YOUR OBJECTIVE. Repeat the records word for word, excluding any picture.

DATA RECORDS.
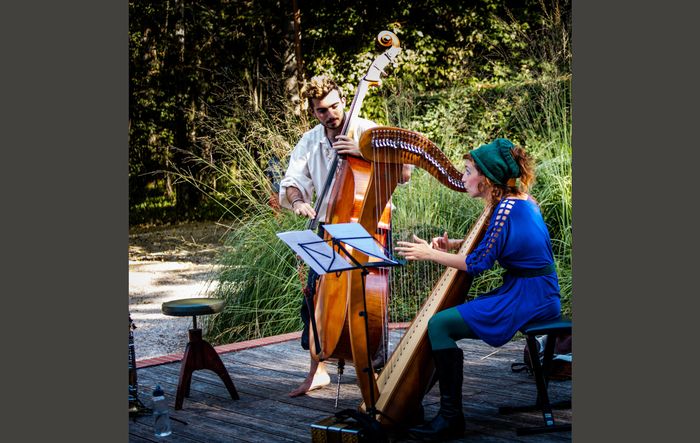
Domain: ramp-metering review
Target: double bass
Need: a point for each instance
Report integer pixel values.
(349, 312)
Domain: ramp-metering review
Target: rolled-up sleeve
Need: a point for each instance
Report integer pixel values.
(297, 175)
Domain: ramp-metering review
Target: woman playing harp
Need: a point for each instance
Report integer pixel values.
(518, 239)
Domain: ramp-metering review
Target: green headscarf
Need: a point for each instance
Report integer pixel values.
(496, 161)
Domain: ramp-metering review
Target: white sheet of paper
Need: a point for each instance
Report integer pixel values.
(315, 252)
(353, 234)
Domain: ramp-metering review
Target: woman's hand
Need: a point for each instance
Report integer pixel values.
(418, 250)
(441, 243)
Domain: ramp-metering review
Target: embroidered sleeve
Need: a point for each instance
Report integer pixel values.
(489, 249)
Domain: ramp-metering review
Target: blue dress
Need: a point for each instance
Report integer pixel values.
(518, 238)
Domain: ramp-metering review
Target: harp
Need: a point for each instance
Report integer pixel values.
(408, 371)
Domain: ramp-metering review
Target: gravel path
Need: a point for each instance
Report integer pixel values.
(168, 263)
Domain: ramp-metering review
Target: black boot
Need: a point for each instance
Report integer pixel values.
(449, 423)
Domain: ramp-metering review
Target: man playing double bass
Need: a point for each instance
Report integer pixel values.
(308, 169)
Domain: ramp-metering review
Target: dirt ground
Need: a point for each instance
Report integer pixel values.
(168, 263)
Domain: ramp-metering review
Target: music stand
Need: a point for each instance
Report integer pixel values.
(323, 258)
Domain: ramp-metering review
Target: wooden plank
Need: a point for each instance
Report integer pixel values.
(263, 376)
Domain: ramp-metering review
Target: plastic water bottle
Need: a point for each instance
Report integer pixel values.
(161, 417)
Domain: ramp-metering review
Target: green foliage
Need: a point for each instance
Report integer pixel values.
(258, 280)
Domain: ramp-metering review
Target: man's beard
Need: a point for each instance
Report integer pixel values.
(338, 123)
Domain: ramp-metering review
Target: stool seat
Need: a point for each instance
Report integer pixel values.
(559, 326)
(192, 306)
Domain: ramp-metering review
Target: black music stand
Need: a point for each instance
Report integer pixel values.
(323, 256)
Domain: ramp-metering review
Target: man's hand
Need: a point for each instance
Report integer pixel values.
(346, 145)
(302, 208)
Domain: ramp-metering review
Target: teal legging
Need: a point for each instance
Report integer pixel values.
(446, 327)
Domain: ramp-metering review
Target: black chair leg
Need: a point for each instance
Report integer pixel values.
(541, 373)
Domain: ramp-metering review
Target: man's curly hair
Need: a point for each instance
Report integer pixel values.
(318, 87)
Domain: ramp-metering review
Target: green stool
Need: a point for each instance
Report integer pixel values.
(198, 354)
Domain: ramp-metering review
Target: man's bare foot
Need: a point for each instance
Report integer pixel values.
(317, 381)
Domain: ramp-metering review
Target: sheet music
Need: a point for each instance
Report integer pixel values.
(322, 258)
(353, 234)
(315, 252)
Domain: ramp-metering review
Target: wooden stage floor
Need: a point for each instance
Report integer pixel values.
(264, 375)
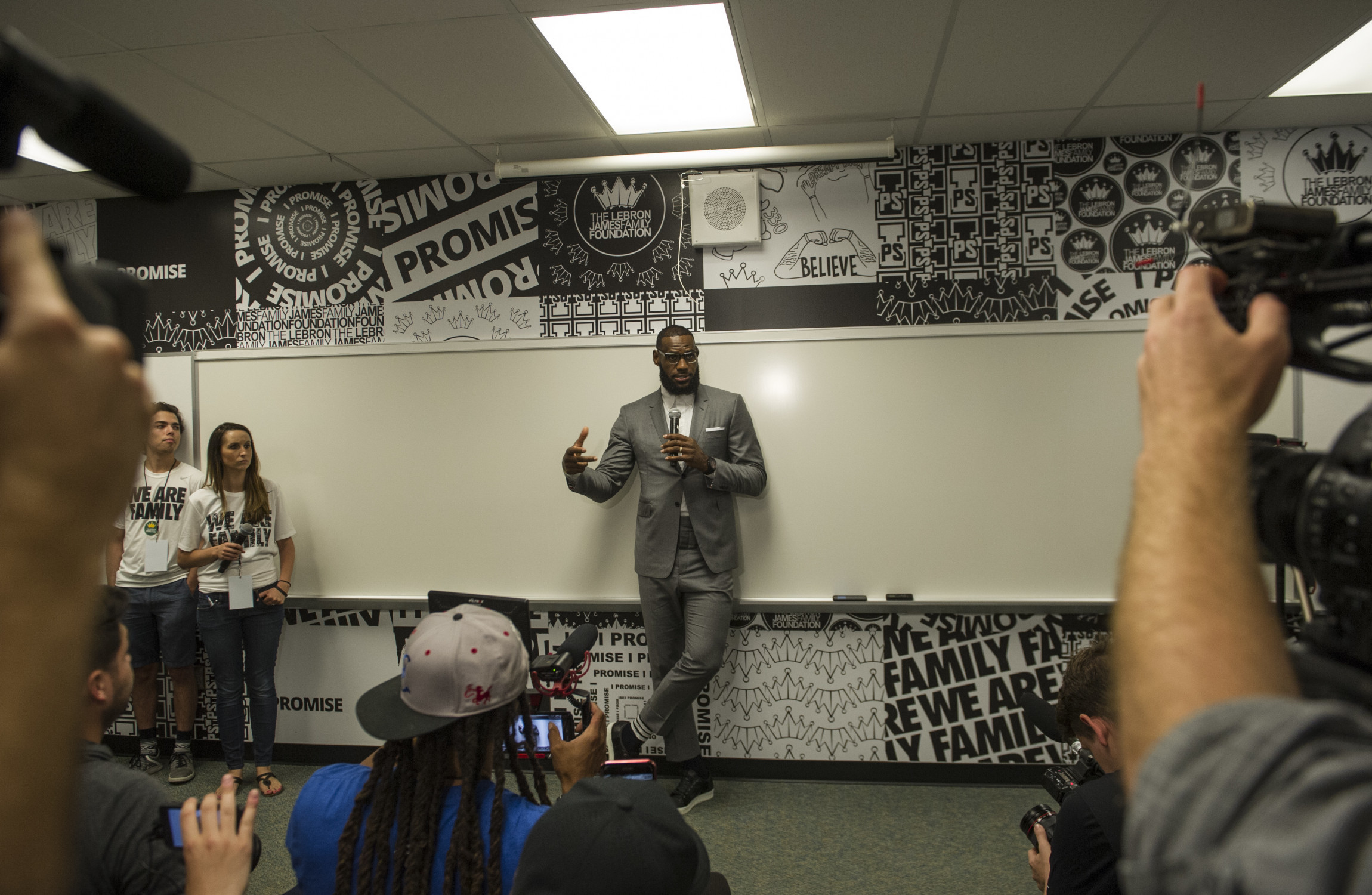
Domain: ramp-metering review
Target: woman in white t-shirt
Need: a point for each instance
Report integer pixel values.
(238, 535)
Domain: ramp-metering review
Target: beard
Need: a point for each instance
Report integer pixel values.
(673, 389)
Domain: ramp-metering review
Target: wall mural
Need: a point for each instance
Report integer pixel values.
(793, 686)
(985, 232)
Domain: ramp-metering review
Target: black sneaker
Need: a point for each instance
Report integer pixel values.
(147, 764)
(692, 791)
(623, 740)
(183, 769)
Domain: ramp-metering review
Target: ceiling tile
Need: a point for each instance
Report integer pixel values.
(726, 139)
(308, 88)
(203, 180)
(1109, 121)
(58, 36)
(1241, 48)
(28, 168)
(334, 14)
(1301, 112)
(549, 149)
(447, 160)
(271, 172)
(1000, 58)
(55, 187)
(1005, 126)
(843, 132)
(818, 62)
(208, 128)
(140, 24)
(504, 88)
(564, 7)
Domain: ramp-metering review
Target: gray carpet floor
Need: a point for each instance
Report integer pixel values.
(789, 838)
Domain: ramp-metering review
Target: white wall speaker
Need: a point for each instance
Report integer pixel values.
(724, 209)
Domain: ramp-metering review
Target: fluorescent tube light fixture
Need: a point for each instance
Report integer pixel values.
(1346, 69)
(656, 70)
(33, 147)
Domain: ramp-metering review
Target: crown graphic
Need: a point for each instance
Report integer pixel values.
(619, 195)
(1096, 193)
(1197, 156)
(1149, 234)
(1337, 160)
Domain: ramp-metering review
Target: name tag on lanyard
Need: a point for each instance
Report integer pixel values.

EXERCISE RESULT.
Domain: ramp-metering review
Target: double bass
Need: a point for each instance
Report integer pixel values.
(349, 312)
Domain: ramp-metering review
Target: rolled-up sleeve
Need: a point for each instance
Report integer pixel values.
(297, 175)
Domain: ramp-metering review
Target: woman playing harp
Need: a point for each instance
Report integer pixel values.
(518, 239)
Domain: ramp-metering review
Target: green headscarf
Need: a point for each instance
Report integer pixel values.
(496, 161)
Domain: ramp-metering review
Target: white sheet of paper
Need: a point for each instance
Report integer pixel values.
(315, 252)
(353, 234)
Domain: ramp-metering review
Target: woman's hand
Need: a point for each instance
Report integer pixel values.
(418, 250)
(441, 243)
Domain: ramp-metering review
Target: embroidered sleeve
Need: a point for each instance
Report integer pixel values.
(489, 249)
Domain: ramp-metering review
Target: blue dress
Need: a point for each instance
Report integer pixel values.
(518, 238)
Domain: ramp-metering review
Target: harp
Need: a point for each instance
Report integer pixel values.
(408, 371)
Domain: ramp-metering review
Target: gravel path
Need: a point for each instance
Report integer pixel values.
(168, 263)
Domain: ramp-metering review
Target: black boot
Need: a point for each instance
Report integer pixel values.
(449, 423)
Domain: ramp-metering review
Target: man playing double bass
Need: a point for each instance
Report integer pixel values.
(308, 169)
Domain: ramp-metering review
Target: dirt ground
Need: a point for each instance
Report integer pixel values.
(168, 263)
Domain: ramp-metering review
Target: music stand
Need: a point for each instance
Report integer pixel values.
(323, 258)
Domain: ramp-metering review
Target: wooden plank
Need: a point for each instance
Report integer pixel values.
(263, 376)
Domain: ramp-metering review
Target: plastic water bottle
Need: a point for each instance
Report integer pixel values.
(161, 417)
Domain: ramp-metering review
Target: green foliage
Need: a point for each instance
Report integer pixel values.
(258, 280)
Domain: ramp-metering review
Target: man's beard
Need: a point for each instance
Report integer pixel values.
(338, 123)
Domain: ramp-metering review
Target: stool seat
Need: a point for each instance
Report integer pixel values.
(559, 326)
(192, 306)
Domain: ramp-metering review
Target: black music stand
Need: a point for each instance
Report integer pixel values.
(323, 256)
Domain: ramp-metering review
Target: man's hand
Need: a point for each instance
Report integer pixel values.
(346, 145)
(302, 208)
Domain: ramp-metering review
Target: teal legging
Need: a point for each instance
Report integer pixel values.
(446, 327)
Domain: ramp-metering review
Target: black chair leg
Need: a point for each instance
Report integer pixel values.
(541, 373)
Domain: ramp-metering review
Target: man's curly hair
Need: a point for each instance
Report integer pixel values.
(318, 87)
Domain: ramp-metering review
Target: green stool
Need: a point for each instance
Report integer pixel values.
(198, 354)
Domain: ramp-metering review
Target: man's bare foot
Need: a point for each instance
Report integer pixel values.
(317, 381)
Domain: ramp-metering review
Target: sheet music
Need: a point for each instance
Report integer pixel values.
(322, 258)
(353, 234)
(315, 252)
Domain: ramp-metering review
Target: wooden stage floor
Need: a point for each instance
Report integer pixel values.
(264, 375)
Domain: ramp-metering review
Target: woman in white t-shirt
Need: a point for each instance
Report integer pixel values.
(238, 535)
Domain: ramp-metering review
Target: beard
Need: a point for each instance
Report integer pixel values.
(673, 389)
Domain: ramp-metering review
Target: wall mural
Need: a point for each instance
Report integer pixel values.
(793, 686)
(985, 232)
Domain: ramp-metering review
Target: black sneaker
Need: a point for each instance
Report integer pixel values.
(147, 764)
(692, 791)
(623, 740)
(183, 769)
Domain: ramp-metering review
Target: ceiling tile
Need: a point for each instance
Report integer pixel values.
(726, 139)
(308, 88)
(203, 180)
(1109, 121)
(58, 36)
(1241, 48)
(28, 168)
(334, 14)
(1301, 112)
(549, 149)
(447, 160)
(271, 172)
(1000, 58)
(55, 187)
(1005, 126)
(843, 132)
(818, 62)
(208, 128)
(140, 24)
(504, 88)
(564, 7)
Domain: ramp-metering review
Target: gray carpet floor
Need: a point for each instance
Report integer pixel values.
(789, 838)
Domain: ramp-metering review
Target: white wall speaker
Need: a point for each instance
Report integer pixel values.
(724, 209)
Domain: ramp-metering review
Target: fluorescent tube light fixture
Need: a point for each instance
Report integer pixel values.
(1346, 69)
(656, 70)
(33, 147)
Domain: ramp-metering review
Target: crown graphic
Need: a point for each instance
Report integer pixel values.
(619, 195)
(1096, 193)
(1197, 156)
(1149, 234)
(1337, 160)
Domain: ramp-metering review
Target: name tag on lanyard
Need: a point for each instance
Report integer pixel values.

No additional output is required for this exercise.